If a line in the data below contains "provide", copy it.

Records drawn from a dataset:
┌──
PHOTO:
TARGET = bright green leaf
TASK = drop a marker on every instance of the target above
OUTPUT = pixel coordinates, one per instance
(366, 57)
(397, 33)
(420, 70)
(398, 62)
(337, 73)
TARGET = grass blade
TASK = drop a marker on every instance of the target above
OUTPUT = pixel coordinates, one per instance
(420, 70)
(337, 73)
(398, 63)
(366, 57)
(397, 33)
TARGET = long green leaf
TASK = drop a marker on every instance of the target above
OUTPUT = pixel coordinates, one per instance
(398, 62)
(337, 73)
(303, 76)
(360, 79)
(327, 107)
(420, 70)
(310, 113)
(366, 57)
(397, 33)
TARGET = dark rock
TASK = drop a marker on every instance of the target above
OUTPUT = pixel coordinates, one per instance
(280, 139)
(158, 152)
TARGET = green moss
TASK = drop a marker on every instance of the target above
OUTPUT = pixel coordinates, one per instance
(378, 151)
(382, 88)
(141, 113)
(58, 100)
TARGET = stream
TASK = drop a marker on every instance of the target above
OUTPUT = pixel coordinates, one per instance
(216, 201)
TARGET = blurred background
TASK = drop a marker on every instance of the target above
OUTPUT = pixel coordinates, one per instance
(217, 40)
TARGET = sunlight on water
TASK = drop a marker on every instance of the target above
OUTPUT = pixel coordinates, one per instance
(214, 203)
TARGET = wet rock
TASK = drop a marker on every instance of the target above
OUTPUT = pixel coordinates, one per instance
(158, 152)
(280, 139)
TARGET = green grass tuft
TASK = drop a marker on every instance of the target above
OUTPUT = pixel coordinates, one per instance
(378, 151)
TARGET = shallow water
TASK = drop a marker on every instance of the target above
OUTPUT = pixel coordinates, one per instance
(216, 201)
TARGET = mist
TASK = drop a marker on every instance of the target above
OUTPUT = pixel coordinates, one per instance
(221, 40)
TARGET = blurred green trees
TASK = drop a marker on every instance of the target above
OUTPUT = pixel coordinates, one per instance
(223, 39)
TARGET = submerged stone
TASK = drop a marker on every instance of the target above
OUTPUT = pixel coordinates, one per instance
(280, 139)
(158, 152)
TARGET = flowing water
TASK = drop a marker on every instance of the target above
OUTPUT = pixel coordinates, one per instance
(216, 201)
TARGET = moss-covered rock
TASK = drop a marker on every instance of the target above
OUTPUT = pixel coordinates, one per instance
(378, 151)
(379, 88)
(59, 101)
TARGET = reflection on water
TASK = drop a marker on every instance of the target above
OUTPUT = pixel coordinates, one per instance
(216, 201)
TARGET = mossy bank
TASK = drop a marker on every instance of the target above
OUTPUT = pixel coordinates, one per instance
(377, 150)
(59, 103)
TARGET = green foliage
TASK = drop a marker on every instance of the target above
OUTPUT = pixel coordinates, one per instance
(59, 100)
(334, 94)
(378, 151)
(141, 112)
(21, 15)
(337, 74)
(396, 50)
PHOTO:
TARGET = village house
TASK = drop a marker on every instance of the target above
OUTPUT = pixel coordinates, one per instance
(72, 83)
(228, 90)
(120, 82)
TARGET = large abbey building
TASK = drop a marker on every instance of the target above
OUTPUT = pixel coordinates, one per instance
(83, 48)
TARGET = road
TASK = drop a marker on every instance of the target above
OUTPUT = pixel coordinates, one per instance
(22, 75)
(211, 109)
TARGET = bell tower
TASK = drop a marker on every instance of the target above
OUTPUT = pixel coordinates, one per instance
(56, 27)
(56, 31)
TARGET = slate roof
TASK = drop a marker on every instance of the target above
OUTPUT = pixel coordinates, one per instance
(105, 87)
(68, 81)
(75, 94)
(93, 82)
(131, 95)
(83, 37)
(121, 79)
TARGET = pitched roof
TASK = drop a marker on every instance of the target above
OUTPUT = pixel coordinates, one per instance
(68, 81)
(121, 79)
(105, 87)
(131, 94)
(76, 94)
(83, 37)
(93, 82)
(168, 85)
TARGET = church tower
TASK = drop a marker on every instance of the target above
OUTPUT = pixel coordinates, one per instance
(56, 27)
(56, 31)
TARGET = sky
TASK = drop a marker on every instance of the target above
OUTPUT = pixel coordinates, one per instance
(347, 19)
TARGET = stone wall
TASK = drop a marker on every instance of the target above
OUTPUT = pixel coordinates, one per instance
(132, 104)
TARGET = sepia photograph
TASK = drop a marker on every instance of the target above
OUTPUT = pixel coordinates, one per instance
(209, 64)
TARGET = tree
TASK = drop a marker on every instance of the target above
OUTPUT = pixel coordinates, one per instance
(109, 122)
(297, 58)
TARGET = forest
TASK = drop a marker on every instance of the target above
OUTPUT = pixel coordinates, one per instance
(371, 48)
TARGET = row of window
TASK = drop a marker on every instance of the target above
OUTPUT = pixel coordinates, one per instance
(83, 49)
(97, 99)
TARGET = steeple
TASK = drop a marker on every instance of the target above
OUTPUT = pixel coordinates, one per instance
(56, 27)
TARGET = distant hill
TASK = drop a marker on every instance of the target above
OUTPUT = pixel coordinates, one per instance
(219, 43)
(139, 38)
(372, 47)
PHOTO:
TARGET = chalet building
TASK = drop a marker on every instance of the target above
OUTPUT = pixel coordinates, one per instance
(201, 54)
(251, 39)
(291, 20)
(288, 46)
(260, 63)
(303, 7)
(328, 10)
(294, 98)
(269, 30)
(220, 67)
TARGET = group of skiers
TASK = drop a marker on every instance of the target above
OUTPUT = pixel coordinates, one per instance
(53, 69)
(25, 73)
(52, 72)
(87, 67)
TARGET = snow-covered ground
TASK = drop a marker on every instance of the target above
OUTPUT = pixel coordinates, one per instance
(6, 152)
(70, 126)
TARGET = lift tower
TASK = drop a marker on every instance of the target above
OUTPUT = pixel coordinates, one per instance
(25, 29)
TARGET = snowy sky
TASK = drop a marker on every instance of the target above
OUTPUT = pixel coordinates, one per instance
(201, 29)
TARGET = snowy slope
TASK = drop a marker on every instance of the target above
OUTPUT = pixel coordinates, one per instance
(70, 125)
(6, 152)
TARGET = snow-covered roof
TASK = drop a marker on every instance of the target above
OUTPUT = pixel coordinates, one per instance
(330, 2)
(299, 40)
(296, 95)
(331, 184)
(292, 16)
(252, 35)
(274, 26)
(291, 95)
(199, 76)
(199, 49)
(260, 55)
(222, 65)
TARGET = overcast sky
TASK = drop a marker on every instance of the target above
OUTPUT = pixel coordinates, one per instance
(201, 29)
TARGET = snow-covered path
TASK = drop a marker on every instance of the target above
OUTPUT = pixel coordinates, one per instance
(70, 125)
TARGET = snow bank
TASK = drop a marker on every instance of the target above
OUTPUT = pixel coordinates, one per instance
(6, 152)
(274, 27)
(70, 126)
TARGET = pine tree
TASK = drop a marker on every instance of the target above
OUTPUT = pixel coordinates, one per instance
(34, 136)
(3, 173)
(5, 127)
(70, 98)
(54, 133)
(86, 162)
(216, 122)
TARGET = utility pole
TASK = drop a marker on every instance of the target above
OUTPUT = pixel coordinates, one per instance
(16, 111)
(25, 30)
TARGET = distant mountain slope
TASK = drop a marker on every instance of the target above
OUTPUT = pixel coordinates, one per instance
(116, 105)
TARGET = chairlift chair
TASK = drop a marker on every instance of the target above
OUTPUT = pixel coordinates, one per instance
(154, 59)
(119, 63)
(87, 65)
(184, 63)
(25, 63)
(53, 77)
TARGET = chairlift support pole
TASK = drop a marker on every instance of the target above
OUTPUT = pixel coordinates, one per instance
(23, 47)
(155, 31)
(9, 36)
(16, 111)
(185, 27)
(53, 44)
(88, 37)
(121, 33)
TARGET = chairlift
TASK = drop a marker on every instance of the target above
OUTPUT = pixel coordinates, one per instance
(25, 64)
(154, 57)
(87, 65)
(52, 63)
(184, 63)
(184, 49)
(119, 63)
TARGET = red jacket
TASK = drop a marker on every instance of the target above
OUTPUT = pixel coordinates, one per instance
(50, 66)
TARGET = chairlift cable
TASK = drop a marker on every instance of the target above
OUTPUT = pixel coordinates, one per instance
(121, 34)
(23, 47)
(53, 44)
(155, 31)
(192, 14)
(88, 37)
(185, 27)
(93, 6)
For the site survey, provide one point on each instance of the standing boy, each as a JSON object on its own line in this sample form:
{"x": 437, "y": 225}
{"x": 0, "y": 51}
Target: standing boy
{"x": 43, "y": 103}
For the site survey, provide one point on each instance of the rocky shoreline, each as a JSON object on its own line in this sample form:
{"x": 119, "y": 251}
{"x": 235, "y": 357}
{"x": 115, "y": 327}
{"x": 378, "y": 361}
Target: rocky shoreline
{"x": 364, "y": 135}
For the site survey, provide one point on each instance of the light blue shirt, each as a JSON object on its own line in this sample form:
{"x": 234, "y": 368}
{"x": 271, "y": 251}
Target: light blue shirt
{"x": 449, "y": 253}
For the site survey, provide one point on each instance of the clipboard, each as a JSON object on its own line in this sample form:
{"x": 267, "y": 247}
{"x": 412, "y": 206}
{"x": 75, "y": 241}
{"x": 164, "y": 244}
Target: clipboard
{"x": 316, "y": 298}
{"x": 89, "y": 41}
└──
**Solution below**
For the site survey, provide one point on each instance of the standing boy, each as a JSON object on its own line in this sample form:
For the site survey, provide one point on each instance of the rocky shoreline, each as a JSON object on its own line in this sample form:
For the site survey, provide one point on each instance of the light blue shirt, each as a JSON object on its own line in this sample form:
For the site survey, provide one point on each instance of the clipboard, each as a JSON object on its own line in this sample form:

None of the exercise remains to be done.